ACTIVITY –
When a line of the entries contains the word "bumper", report that line.

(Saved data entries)

Content starts

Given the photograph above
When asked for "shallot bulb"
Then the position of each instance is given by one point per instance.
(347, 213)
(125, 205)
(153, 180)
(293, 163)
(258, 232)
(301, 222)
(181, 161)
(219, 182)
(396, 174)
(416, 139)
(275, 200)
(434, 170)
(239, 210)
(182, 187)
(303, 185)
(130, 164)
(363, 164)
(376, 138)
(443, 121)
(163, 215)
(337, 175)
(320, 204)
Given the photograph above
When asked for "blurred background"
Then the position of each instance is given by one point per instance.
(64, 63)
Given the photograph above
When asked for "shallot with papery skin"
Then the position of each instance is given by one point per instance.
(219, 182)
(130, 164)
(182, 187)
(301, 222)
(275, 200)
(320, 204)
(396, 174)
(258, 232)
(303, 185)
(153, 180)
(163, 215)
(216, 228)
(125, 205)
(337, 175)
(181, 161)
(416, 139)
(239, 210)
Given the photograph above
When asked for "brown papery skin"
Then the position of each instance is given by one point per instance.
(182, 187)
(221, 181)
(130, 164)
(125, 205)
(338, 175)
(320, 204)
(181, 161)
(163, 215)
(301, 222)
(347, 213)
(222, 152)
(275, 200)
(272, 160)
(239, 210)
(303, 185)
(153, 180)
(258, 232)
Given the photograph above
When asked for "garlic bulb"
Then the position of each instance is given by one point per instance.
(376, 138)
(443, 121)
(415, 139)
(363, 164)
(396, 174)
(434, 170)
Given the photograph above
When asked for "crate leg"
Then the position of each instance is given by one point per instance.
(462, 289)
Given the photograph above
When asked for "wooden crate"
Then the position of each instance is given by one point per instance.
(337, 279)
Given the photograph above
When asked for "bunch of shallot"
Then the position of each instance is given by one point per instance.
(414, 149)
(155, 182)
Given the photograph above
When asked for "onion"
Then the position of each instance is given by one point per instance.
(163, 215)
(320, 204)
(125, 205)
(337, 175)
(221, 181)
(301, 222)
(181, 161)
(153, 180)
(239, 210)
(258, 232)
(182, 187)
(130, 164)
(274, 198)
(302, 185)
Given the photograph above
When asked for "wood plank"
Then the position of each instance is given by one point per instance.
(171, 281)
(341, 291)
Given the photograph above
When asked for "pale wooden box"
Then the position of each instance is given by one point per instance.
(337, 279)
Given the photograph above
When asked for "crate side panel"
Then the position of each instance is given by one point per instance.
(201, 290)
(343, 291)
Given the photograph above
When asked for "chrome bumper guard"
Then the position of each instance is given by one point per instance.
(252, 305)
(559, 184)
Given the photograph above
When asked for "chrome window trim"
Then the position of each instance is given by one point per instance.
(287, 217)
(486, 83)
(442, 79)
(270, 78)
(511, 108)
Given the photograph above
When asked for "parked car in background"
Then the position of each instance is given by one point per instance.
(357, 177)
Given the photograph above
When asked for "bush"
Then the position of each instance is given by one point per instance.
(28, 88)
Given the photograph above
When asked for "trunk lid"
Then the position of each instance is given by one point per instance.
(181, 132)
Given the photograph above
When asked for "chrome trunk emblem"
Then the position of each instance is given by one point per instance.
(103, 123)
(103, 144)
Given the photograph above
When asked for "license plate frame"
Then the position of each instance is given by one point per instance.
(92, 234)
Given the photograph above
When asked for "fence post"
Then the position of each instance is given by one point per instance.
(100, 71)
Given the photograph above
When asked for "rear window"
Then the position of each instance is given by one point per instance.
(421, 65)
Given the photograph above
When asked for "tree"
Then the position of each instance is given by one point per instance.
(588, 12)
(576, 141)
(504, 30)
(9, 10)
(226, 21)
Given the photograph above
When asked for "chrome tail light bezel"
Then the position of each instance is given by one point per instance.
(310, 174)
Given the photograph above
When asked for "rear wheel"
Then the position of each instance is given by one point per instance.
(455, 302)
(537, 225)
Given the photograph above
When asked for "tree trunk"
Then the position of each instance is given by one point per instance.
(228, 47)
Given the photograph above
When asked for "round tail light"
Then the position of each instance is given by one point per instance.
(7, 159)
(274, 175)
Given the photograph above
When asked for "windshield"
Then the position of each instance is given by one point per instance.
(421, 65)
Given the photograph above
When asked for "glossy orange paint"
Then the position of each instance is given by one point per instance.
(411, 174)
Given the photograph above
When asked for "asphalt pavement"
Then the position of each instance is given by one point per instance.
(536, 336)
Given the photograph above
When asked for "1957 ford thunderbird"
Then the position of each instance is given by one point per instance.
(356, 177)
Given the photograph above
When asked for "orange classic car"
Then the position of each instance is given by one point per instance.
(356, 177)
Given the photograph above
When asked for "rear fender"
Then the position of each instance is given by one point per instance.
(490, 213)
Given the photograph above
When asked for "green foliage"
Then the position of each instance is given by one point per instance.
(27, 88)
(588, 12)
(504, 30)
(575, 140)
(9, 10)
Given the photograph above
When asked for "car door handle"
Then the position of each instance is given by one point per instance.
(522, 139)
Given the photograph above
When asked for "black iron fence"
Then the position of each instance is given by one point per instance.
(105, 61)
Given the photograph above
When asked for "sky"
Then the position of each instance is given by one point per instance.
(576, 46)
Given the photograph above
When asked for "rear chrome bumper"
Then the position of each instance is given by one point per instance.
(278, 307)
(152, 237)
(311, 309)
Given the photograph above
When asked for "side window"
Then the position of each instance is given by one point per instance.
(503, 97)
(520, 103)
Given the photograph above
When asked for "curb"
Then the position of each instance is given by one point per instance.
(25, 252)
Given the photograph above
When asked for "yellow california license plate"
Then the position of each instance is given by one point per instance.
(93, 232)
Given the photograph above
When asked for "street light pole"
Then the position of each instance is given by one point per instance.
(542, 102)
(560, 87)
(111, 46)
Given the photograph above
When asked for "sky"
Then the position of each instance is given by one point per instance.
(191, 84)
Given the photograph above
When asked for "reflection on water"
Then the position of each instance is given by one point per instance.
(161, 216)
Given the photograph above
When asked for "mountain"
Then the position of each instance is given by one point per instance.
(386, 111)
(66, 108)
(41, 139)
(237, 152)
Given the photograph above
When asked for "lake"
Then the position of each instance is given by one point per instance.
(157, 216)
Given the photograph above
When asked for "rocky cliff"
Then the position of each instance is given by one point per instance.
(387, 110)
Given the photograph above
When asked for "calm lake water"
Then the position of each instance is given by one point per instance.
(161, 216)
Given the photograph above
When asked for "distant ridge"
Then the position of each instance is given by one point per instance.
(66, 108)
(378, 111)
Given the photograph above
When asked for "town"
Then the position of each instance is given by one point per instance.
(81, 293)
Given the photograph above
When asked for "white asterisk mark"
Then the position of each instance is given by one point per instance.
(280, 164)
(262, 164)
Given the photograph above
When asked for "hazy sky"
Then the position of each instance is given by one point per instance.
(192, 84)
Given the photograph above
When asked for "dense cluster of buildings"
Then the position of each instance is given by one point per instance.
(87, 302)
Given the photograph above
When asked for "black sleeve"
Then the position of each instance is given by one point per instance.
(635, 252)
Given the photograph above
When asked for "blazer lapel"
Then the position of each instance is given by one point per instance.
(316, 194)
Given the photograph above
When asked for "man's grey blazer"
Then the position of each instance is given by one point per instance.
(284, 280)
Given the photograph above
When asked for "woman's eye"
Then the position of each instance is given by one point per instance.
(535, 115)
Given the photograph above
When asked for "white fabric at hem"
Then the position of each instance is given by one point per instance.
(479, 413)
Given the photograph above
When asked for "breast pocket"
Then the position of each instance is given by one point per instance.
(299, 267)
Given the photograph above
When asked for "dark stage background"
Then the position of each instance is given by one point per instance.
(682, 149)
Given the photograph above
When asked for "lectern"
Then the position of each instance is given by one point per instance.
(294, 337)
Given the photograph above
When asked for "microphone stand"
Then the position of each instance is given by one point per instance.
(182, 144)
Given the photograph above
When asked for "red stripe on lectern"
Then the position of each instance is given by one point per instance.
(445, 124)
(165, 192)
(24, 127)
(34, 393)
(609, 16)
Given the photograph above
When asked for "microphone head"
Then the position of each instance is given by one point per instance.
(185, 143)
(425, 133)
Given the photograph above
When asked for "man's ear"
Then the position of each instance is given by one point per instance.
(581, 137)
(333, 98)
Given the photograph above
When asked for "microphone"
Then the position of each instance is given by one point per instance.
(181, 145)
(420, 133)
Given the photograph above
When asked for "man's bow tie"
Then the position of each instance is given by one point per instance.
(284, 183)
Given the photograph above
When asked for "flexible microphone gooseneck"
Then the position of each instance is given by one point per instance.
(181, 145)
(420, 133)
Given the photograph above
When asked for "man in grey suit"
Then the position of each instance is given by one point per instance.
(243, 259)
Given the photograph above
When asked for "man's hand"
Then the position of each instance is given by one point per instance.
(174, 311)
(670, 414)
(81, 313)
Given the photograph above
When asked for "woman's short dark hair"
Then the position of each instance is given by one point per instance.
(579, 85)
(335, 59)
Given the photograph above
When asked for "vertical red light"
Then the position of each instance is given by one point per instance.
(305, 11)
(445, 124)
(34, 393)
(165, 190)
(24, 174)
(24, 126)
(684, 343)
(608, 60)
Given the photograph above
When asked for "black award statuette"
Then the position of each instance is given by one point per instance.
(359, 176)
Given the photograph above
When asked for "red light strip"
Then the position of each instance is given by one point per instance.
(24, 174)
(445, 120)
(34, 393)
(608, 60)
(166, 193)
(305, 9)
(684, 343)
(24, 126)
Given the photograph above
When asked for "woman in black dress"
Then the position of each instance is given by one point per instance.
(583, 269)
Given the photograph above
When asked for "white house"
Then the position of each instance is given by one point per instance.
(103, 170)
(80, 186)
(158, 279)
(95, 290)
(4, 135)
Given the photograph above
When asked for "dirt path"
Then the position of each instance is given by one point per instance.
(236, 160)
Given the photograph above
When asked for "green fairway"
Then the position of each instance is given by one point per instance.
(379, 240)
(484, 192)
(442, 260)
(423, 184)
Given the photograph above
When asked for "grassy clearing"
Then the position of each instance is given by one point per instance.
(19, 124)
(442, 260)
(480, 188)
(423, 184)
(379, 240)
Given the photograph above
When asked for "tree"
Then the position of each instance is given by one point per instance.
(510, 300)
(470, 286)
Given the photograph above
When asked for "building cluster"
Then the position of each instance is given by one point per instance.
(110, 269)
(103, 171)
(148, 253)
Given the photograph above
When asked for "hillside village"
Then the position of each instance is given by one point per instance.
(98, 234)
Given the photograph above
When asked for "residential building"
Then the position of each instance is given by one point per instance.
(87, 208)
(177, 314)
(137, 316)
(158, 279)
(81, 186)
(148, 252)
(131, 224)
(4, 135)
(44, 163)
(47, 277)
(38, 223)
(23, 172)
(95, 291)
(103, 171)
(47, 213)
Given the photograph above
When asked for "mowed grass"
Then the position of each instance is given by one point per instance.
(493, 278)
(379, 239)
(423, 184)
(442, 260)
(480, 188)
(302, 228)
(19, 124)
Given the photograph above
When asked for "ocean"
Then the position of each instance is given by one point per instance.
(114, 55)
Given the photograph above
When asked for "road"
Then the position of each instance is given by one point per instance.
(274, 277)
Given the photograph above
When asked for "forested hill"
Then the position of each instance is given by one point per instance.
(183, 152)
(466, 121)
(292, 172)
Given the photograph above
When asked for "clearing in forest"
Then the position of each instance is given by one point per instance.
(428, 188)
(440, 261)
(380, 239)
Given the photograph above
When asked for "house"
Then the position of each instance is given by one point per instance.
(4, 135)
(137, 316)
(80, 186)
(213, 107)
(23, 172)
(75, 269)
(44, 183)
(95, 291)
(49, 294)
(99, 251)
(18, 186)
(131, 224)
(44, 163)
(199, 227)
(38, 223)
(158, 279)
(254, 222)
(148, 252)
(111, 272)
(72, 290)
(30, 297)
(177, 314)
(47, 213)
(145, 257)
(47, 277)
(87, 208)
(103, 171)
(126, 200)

Content ends

ANSWER AREA –
When asked for "chrome bumper guard"
When asked for "rear chrome bumper"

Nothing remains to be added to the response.